Referring expression pointing data
################
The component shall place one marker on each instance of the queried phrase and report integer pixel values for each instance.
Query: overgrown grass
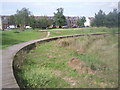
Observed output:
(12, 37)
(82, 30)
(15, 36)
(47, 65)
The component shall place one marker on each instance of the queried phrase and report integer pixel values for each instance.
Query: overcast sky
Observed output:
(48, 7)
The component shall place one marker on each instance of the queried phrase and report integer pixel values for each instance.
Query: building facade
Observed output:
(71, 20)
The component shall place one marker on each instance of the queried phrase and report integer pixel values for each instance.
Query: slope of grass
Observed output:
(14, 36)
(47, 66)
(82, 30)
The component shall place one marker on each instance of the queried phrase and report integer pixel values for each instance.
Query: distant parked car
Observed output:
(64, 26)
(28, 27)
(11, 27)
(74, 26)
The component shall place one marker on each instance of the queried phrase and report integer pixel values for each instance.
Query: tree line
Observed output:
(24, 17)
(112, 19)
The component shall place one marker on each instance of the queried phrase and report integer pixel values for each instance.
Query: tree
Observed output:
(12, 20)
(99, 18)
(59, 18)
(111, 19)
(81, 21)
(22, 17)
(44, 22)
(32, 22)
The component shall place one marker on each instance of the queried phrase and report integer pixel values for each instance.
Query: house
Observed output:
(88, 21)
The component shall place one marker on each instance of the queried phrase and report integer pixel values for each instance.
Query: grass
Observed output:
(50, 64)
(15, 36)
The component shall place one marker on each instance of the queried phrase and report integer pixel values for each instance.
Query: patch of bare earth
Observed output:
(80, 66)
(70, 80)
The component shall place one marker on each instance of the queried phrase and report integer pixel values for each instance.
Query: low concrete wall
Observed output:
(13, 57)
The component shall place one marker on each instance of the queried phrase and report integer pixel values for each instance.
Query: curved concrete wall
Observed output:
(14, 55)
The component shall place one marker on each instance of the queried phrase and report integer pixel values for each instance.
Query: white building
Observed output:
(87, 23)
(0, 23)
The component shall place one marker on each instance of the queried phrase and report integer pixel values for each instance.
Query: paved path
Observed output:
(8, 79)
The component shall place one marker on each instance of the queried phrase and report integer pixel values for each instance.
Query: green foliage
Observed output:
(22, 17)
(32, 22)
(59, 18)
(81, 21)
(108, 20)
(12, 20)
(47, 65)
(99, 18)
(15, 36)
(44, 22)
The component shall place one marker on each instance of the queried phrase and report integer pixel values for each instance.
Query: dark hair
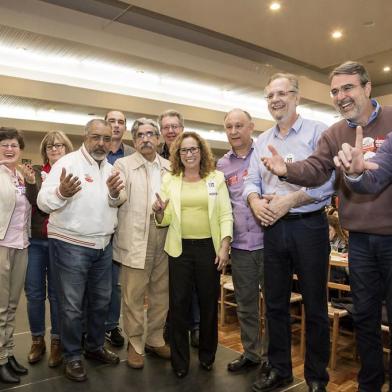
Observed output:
################
**TASK REQUIREMENTS:** Without including the pictures, reproduce all entries exactly.

**SOLVED PROBLEM:**
The component shall place one marker on each instance of the queried phrase and report integer pixel values for each instance.
Query: overgrown grass
Observed output:
(12, 37)
(82, 30)
(15, 36)
(47, 65)
The component shall place one marker on each instance of the queried phrase and report integer pixel values for each instance.
Query: overcast sky
Observed output:
(48, 7)
The component shall place one marker on each instance of the queried phrase and report integer pixel values for each instance.
Query: building facade
Observed output:
(71, 20)
The component shall place one marker on each instance of the queried phrase and report integer pixel values for each instance.
Query: slope of grass
Observed output:
(14, 36)
(47, 66)
(82, 30)
The component shall place one marker on each instance of the queried phrase and report integer pixel values for each instance.
Query: distant parked car
Observed output:
(64, 26)
(28, 27)
(11, 27)
(74, 26)
The component shall place one marker on each instance of the queried phrase and report integer pixel values for each instance.
Query: tree line
Observed output:
(24, 17)
(112, 19)
The component shall place one marker on each instance of the queried phrase and report integer pixel values for each instance.
Query: tree
Observed output:
(12, 20)
(99, 18)
(59, 18)
(111, 19)
(81, 21)
(22, 17)
(44, 22)
(32, 22)
The component shall place one marker on each instance of the queried phrase and report integer pixel values for each instance.
Query: house
Observed output:
(88, 21)
The component shall place one marker on each instance of the queried phrase and report integer pixel values for each instance.
Query: grass
Observed output:
(50, 64)
(15, 36)
The component shall place one marker on each instance of the queried phrase and report integer pixel values for each instance.
Query: patch of bare earth
Observed output:
(80, 66)
(70, 80)
The component shall place one marker on each instance of the queried phrase and report integer pixel values for each instance.
Query: low concrete wall
Observed output:
(13, 57)
The component shall place one marker on each instance of the queried phrase and report integer pixel values for each instance.
Query: curved concrete wall
Observed output:
(14, 55)
The component shall place one marker on each instance of the queried phrase and report integer pixel values for each instance.
Query: white building
Observed output:
(87, 23)
(0, 23)
The component shall place one marker on each instance of the queried phrase and report integer pixel values for each instance.
Query: paved path
Observed output:
(8, 79)
The component shall place one marker on each instance of the queried phrase and report integer pixel values for each instance.
Query: green foliage
Observed output:
(22, 17)
(32, 22)
(59, 18)
(81, 21)
(108, 20)
(12, 20)
(47, 65)
(99, 18)
(15, 36)
(44, 22)
The component shall place one marker on each instance of the queried phrase and report integer pixel values for each instance.
Query: dark hair
Observed output:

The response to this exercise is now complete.